The Reds have confirmed they are set to be one of 12 founding members of a new competition that will also include big names such as Real Madrid, Barcelona, and Juventus, plus their Premier League rivals Manchester United, Chelsea, Arsenal, Manchester City and Tottenham.

Carragher says he is sickened by Liverpool’s involvement in this scheme, which is sure to have huge ramifications for the future of domestic football in this country and the rest of Europe.

MORE: Liverpool fans react to Super League news

This announcement has sent shockwaves through world football and a quick glance at Twitter today gives a very clear picture of how basically all football fans are feeling about it: furious.

Gary Neville has spoken out on it with an angry rant, and now Carragher has joined his fellow pundit with a strongly-worded column in the Telegraph, in which he slams his old club Liverpool and warns them of potential fan boycotts if this goes ahead.

“All I have heard from Liverpool this year is how much they have missed their fans,” Carragher said.

“Funny how the voices on the Kop matter only when it is most convenient.
┄┄┄┄┄┄
- Given task A
In the Super League excerpt, which newspaper ran Carragher's column?
- Given task B
Please rewrite the Super League excerpt from "Gary Neville has" to "this goes ahead.", changing "rant" to "outburst".
- Given task C
Write a continuation of the Super League excerpt, picking up after its final sentence.
┄┄┄┄┄┄
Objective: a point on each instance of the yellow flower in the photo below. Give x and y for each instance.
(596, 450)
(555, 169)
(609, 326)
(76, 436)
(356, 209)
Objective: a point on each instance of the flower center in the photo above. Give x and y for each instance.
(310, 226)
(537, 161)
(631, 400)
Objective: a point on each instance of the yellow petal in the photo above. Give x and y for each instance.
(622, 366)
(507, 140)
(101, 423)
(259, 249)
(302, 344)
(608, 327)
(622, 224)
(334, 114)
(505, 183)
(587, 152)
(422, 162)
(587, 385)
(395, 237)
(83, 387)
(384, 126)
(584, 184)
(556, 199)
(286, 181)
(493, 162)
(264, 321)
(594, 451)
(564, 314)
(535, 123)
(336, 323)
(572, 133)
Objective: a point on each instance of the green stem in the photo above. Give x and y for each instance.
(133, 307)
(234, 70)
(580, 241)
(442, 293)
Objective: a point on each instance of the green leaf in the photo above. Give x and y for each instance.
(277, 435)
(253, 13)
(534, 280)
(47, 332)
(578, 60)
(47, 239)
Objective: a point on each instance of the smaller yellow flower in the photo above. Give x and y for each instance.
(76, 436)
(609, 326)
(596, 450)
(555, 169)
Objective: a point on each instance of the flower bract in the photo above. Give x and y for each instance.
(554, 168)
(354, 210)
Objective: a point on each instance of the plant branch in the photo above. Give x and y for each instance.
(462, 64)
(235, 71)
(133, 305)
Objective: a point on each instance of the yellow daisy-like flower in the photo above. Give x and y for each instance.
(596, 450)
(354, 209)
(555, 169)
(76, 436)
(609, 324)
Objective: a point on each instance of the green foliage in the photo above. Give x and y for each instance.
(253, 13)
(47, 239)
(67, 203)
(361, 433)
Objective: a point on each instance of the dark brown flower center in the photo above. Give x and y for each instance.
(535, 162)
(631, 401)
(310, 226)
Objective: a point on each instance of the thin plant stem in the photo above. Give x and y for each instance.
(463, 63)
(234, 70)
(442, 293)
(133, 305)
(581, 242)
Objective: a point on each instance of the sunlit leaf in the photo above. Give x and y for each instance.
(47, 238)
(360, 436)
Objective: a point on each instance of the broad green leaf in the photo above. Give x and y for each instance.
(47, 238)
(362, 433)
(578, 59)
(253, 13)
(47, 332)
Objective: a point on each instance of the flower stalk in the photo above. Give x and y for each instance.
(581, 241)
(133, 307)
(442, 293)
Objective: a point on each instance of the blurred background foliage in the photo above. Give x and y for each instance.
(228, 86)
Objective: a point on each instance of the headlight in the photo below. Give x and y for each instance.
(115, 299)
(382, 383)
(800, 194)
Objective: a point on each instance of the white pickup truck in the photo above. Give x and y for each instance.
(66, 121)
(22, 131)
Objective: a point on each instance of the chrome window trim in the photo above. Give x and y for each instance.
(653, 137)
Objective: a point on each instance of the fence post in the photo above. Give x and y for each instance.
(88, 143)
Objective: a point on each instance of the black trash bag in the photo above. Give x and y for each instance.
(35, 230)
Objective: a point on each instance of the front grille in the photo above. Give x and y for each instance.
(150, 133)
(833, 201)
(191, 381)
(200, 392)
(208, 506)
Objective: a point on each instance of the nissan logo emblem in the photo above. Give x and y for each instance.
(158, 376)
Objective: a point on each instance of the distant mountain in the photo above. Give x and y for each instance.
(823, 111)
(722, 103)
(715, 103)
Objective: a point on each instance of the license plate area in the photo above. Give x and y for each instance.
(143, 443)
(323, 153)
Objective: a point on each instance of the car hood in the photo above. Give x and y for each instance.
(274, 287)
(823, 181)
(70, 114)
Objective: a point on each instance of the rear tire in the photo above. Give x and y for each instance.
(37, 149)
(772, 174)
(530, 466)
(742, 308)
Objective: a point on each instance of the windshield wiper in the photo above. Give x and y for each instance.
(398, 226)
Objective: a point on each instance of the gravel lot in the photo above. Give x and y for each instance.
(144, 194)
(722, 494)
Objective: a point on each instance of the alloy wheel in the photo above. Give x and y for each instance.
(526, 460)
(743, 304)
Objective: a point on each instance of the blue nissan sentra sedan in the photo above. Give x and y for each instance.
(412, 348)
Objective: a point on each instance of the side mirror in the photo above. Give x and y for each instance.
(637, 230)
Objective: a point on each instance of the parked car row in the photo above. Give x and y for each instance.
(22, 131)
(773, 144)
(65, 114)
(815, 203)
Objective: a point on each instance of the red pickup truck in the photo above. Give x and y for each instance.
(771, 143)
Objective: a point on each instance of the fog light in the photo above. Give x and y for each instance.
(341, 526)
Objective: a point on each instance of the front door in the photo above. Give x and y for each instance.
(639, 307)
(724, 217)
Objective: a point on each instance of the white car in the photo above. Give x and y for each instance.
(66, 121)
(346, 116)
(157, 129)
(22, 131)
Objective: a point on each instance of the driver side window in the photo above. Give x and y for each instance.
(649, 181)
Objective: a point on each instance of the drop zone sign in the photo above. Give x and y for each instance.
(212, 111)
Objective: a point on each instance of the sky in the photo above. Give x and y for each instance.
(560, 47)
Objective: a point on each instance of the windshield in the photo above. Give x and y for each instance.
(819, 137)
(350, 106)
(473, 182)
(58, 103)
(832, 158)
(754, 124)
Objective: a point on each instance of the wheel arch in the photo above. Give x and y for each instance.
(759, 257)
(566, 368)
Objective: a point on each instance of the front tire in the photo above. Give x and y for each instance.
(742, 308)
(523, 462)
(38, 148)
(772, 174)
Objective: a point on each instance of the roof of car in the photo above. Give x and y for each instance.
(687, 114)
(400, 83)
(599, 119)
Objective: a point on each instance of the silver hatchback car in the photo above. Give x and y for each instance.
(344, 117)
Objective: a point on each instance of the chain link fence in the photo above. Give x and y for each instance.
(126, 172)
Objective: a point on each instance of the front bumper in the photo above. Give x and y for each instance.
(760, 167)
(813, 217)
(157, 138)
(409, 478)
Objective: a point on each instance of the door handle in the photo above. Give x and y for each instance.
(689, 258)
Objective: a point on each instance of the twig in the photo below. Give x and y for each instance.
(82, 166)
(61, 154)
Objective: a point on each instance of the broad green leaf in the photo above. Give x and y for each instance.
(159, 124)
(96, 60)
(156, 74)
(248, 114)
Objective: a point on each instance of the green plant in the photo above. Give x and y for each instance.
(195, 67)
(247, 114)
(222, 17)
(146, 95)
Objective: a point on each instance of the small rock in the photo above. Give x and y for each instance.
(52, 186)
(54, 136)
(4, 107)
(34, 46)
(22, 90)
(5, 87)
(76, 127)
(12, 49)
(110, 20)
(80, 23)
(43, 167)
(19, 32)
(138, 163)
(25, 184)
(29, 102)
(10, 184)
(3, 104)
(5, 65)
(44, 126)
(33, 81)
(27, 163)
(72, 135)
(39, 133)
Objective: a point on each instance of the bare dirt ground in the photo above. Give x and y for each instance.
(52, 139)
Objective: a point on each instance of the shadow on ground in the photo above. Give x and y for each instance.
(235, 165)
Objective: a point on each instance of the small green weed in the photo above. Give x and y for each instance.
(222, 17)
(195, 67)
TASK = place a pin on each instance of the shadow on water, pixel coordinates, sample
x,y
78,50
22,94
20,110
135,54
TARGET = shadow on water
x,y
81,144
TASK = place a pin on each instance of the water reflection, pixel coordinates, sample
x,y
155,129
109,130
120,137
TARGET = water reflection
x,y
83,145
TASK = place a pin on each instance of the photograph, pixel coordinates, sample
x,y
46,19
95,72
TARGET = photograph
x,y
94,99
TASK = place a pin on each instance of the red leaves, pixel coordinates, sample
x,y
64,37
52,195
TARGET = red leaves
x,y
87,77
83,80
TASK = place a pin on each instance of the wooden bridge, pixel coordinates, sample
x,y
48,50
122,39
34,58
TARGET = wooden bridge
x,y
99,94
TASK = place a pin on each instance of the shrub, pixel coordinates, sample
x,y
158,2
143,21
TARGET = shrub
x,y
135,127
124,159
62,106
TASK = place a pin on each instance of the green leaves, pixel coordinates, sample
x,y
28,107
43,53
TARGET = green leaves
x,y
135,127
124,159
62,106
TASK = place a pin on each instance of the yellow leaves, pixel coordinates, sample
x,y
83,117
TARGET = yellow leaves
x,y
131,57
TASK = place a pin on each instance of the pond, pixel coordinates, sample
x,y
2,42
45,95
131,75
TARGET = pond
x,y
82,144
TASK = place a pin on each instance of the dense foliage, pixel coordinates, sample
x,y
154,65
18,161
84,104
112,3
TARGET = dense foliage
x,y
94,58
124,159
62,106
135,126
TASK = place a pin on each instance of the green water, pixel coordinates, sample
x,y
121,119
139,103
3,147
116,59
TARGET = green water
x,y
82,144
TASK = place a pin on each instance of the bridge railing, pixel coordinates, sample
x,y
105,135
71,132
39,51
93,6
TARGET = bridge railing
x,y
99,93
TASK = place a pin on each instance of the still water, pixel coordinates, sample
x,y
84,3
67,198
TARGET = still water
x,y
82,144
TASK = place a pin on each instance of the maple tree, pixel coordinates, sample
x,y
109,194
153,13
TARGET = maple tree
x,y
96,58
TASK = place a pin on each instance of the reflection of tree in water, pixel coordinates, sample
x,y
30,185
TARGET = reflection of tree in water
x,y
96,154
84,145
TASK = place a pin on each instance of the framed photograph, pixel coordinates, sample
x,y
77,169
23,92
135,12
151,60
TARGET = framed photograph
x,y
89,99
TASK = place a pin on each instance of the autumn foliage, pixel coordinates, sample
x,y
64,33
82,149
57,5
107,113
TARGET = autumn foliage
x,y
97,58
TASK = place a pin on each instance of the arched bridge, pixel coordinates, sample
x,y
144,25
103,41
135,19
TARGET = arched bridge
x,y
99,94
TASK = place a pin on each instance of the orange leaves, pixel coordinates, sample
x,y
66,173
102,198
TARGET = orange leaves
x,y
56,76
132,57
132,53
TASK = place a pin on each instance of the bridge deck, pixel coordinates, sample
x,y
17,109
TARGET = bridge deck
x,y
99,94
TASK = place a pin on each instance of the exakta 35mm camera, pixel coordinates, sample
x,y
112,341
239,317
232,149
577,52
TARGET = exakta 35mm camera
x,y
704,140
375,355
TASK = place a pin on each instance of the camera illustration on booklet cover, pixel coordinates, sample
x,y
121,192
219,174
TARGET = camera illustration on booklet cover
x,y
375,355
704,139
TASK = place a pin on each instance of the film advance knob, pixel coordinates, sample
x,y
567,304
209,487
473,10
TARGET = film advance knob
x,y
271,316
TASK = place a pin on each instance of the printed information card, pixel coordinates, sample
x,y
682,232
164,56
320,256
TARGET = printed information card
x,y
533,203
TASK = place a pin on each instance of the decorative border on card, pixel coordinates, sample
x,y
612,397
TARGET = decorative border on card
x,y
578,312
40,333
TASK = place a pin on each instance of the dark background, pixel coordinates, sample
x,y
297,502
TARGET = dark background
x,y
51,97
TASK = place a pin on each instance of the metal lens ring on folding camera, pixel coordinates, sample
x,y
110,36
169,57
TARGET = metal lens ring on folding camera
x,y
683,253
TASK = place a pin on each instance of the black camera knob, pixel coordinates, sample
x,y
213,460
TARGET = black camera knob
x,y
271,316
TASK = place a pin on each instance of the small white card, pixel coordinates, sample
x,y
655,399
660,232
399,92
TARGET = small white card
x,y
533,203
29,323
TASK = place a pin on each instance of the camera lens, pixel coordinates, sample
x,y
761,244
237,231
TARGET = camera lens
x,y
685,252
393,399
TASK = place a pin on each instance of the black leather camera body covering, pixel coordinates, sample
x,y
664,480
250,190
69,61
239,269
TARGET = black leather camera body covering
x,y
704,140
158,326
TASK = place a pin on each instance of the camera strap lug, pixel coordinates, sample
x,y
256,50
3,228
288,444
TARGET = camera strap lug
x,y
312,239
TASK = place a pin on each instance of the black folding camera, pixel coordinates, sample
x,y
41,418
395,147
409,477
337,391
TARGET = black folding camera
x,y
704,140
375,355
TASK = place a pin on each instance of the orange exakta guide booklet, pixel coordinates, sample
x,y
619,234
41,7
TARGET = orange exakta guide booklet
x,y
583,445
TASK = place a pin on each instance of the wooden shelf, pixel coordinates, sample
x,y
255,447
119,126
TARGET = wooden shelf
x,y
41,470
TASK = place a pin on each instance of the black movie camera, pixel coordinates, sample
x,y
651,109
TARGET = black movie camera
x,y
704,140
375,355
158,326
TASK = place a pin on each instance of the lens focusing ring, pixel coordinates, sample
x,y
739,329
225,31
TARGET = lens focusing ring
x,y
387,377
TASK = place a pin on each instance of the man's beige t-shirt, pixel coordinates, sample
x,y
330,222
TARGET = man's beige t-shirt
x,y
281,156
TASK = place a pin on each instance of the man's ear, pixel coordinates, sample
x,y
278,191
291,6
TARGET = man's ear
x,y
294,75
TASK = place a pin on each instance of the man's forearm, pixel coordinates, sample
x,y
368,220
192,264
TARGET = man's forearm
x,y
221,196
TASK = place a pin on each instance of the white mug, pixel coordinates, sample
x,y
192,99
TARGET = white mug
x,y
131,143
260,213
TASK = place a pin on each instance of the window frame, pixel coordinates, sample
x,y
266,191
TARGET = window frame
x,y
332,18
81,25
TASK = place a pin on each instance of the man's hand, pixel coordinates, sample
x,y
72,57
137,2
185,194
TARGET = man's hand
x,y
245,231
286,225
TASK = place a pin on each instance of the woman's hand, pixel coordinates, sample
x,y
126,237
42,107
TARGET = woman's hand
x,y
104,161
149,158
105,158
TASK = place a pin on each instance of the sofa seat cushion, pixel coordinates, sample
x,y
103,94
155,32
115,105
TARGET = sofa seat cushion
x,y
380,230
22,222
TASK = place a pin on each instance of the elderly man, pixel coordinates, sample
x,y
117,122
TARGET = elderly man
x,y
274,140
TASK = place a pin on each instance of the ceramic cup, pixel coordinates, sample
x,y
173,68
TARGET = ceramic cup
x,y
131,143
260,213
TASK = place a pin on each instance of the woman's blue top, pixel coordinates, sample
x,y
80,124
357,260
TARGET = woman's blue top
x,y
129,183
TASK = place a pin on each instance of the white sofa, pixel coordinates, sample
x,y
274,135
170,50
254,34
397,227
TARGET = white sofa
┄┄┄┄┄┄
- Right answer A
The Telegraph

- Right answer B
Gary Neville has spoken out on it with an angry outburst, and now Carragher has joined his fellow pundit with a strongly-worded column in the Telegraph, in which he slams his old club Liverpool and warns them of potential fan boycotts if this goes ahead.

- Right answer C
“The more I read about the European super league proposals, the more it seems Liverpool’s owners must like empty stadiums because all they have done is raise the likelihood of another mass walkout.”

He added: “As a former Liverpool player, it sickens me that my club’s reputation is being damaged by the arrogance of an ownership group that wants to remove such peril, creating a culture where we no longer need to fight to earn our success.

“That is the antithesis of everything I understand football – especially in my city – to stand for.

“To be tainted by association with the European super league is bad enough, but Liverpool’s apparent leading role in threatening football’s competitive ideals – the very ideals which allowed the club to emerge from England’s second division to become six-time European champions – is a betrayal of a heritage they are seeking to cash in on.”